■ Prompt:
Identify each line in the records that contains the word "lawn", treating uppercase and lowercase as different, and copy every such line.

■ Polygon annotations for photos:
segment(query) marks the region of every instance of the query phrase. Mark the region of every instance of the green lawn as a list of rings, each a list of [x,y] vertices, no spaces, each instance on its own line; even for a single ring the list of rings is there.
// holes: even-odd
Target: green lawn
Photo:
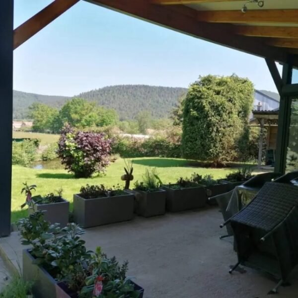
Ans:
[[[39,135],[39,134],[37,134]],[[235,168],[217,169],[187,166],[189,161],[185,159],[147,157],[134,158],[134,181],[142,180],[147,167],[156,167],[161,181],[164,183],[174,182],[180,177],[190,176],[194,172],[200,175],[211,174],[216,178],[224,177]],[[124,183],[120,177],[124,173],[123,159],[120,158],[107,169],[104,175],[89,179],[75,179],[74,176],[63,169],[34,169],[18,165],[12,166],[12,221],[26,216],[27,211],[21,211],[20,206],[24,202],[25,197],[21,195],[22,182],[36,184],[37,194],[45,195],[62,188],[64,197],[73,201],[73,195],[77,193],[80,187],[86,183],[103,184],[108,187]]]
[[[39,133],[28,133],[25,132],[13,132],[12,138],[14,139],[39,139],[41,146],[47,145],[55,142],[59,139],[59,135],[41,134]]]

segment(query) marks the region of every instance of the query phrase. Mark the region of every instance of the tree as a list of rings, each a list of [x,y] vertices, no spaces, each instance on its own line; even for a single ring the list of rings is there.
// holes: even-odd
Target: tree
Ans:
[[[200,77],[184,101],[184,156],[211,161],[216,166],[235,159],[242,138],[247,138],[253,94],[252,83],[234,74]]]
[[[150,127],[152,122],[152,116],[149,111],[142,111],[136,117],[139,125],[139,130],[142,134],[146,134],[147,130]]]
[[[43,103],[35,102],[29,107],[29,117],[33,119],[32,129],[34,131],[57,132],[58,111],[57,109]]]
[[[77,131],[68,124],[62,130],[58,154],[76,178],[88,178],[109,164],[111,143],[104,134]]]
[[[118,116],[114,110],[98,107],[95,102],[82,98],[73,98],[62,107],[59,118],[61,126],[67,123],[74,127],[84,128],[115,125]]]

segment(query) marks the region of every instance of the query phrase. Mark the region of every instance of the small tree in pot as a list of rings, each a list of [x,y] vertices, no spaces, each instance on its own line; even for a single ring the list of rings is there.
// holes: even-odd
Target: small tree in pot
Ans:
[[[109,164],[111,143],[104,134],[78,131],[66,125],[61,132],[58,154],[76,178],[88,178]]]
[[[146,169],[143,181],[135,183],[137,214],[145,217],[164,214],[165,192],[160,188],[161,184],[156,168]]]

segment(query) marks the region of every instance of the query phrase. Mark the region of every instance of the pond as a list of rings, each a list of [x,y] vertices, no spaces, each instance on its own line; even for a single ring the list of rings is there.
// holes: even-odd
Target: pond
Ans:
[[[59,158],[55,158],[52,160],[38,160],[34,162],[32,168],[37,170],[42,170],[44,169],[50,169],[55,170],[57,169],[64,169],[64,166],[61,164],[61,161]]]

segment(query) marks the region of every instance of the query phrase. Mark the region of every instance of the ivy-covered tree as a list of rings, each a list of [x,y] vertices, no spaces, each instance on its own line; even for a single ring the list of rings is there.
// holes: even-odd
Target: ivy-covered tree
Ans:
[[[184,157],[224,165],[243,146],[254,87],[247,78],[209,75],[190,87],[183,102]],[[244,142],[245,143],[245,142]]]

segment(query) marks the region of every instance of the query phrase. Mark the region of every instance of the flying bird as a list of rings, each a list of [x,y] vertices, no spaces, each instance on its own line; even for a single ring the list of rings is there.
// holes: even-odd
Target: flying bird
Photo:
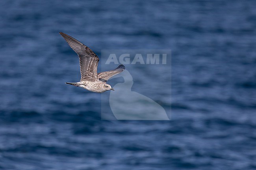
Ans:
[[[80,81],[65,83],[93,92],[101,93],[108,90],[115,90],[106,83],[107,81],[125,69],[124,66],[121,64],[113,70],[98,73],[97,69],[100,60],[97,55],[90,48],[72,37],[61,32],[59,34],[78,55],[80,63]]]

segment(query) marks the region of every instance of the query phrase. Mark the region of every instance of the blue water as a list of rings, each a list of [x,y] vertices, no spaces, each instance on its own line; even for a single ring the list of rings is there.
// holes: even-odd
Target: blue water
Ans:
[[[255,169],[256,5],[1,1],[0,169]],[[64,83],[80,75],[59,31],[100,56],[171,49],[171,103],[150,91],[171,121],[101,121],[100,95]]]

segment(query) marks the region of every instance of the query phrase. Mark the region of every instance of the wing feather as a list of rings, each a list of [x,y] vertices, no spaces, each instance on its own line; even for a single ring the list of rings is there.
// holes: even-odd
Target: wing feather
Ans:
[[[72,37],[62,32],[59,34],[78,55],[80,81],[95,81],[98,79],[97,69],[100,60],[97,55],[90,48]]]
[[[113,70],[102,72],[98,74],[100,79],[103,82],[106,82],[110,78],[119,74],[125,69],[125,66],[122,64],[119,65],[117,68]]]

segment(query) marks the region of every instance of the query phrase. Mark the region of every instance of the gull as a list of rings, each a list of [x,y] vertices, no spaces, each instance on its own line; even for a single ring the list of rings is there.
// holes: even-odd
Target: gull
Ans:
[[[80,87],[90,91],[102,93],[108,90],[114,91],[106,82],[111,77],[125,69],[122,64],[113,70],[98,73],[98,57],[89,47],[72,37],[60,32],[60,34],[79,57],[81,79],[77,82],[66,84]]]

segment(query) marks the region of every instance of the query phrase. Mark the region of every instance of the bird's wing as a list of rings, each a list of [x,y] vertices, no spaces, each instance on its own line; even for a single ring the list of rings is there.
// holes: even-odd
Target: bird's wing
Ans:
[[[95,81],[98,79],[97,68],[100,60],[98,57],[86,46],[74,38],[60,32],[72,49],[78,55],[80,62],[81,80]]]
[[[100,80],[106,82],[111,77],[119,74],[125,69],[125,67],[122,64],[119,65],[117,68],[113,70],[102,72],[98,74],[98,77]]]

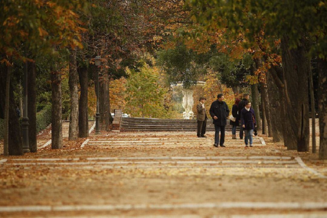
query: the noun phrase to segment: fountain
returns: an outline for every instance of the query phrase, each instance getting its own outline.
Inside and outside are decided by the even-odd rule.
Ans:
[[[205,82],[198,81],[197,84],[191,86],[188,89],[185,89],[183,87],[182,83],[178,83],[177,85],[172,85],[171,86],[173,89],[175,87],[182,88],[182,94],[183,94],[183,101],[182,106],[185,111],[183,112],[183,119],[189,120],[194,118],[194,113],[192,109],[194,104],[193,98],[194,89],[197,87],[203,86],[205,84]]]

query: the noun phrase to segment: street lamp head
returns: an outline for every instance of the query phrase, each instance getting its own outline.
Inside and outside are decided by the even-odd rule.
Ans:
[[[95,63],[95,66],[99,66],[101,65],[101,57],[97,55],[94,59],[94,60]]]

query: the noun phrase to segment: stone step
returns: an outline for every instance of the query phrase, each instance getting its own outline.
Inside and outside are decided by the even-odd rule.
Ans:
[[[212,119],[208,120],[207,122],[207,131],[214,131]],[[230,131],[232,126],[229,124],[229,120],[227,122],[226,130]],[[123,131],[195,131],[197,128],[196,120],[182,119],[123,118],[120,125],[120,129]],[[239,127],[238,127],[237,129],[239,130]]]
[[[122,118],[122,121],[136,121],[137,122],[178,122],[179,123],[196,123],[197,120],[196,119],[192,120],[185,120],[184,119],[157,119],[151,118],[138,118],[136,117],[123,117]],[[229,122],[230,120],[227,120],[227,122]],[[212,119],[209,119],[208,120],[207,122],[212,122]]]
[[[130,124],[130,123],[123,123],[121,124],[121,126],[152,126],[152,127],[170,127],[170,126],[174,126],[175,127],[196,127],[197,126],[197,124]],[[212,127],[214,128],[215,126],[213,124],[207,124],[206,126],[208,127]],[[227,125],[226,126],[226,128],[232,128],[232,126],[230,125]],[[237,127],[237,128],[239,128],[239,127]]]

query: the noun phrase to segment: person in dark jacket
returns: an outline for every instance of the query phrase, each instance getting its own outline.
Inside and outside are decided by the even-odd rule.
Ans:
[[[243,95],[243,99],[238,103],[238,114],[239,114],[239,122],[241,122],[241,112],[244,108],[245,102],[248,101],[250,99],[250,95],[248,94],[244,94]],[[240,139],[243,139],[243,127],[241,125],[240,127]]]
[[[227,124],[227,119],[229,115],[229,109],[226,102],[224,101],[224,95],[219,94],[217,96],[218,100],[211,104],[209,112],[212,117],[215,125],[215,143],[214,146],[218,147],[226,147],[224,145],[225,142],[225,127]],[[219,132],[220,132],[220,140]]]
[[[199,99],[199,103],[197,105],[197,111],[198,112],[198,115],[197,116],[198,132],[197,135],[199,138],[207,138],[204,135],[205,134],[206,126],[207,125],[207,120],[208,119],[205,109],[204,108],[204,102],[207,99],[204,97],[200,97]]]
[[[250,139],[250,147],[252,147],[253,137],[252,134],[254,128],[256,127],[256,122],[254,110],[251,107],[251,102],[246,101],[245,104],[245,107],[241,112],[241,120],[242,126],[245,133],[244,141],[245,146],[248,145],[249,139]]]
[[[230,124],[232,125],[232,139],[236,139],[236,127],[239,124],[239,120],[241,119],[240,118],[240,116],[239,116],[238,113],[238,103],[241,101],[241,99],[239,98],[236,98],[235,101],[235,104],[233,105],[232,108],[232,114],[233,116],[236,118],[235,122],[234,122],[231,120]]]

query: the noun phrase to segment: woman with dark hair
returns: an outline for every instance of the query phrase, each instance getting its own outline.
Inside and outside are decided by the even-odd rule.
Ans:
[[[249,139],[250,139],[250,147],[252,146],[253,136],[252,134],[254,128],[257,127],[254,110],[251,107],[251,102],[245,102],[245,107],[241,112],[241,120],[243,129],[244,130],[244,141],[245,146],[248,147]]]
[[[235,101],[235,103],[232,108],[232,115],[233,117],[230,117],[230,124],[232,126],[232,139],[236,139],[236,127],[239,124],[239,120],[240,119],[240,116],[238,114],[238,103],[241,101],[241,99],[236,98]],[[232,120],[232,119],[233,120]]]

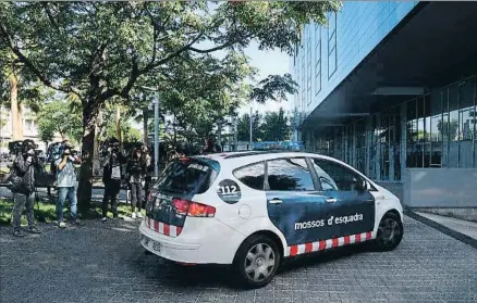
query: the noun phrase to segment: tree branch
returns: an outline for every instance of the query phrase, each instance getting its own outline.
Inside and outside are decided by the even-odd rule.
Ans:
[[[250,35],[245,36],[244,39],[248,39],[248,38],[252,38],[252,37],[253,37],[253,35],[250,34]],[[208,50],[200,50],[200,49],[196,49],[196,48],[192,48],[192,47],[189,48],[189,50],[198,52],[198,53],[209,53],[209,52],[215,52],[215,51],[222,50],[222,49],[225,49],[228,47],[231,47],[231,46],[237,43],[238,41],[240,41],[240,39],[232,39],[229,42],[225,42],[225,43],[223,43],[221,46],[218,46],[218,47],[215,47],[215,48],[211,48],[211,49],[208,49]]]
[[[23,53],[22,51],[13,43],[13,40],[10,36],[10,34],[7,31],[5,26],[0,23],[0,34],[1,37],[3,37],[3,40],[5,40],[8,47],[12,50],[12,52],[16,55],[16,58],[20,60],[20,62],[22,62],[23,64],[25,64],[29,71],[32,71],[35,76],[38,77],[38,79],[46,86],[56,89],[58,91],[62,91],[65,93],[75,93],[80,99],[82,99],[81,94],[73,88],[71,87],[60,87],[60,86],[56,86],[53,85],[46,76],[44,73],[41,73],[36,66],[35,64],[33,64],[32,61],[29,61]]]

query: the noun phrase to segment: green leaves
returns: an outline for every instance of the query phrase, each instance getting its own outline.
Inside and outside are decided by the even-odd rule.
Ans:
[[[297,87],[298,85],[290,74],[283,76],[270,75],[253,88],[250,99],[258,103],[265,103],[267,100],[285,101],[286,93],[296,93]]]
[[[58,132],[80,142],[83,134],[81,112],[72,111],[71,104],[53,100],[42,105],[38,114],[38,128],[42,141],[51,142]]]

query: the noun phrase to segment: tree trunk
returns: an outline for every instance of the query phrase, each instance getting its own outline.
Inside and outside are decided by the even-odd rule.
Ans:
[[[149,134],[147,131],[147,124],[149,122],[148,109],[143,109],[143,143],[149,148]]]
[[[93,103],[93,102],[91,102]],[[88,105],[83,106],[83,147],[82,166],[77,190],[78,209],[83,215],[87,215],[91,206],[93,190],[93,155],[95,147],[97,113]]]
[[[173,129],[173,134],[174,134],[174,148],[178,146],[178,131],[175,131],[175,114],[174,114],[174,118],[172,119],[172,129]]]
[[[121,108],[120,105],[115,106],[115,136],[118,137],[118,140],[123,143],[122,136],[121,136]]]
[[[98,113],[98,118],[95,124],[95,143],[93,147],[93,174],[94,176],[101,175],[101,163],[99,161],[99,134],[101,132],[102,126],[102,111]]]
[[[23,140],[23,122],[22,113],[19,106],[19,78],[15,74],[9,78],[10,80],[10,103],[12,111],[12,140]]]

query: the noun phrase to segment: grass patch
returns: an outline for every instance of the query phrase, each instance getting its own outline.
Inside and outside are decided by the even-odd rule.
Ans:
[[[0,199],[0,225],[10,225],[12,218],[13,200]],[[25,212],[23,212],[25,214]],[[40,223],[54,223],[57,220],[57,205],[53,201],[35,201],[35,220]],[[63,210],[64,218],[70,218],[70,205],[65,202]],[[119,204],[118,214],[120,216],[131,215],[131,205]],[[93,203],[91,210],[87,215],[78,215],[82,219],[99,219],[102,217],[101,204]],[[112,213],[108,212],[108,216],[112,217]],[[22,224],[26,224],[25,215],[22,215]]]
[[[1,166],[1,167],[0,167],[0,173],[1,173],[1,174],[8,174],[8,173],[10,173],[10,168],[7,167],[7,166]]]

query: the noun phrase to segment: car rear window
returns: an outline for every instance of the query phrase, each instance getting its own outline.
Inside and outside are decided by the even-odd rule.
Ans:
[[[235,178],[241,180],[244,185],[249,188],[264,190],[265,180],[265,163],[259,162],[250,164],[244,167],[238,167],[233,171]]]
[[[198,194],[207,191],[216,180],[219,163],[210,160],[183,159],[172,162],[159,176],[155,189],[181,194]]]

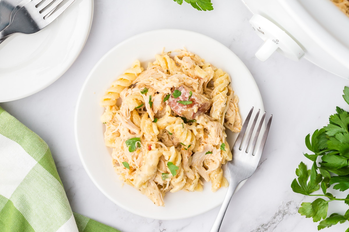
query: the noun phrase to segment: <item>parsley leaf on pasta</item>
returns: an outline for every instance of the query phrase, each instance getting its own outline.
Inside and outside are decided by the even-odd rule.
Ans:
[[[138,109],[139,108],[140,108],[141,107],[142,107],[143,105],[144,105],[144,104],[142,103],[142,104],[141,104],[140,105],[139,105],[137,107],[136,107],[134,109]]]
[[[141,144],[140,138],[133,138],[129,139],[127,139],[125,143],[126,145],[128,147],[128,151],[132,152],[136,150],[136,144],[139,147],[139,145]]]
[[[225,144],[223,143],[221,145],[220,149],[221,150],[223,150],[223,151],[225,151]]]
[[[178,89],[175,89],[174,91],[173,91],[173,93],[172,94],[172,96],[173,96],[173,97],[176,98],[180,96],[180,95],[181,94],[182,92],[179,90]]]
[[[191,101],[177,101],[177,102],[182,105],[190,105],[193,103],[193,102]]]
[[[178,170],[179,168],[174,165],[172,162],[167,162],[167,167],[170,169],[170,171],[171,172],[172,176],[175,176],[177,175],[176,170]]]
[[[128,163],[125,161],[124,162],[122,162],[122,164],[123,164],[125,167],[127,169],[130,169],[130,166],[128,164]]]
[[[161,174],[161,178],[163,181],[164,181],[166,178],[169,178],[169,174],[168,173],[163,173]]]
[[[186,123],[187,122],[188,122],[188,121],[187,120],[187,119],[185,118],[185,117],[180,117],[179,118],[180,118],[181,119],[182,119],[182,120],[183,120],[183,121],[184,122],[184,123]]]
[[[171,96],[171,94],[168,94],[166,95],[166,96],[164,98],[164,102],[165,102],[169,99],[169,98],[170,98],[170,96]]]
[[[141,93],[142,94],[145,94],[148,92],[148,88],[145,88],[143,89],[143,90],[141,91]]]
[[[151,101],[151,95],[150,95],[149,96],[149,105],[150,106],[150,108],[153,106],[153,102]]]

■ Response to the exercise:
segment(query) marks the region of every instance of the query phrase. Mark the region of every instance of the green lawn as a list of rings, each a list of [x,y] vertices, no spaces, each instance on its own line; even for a single ring the list of rings is there.
Target: green lawn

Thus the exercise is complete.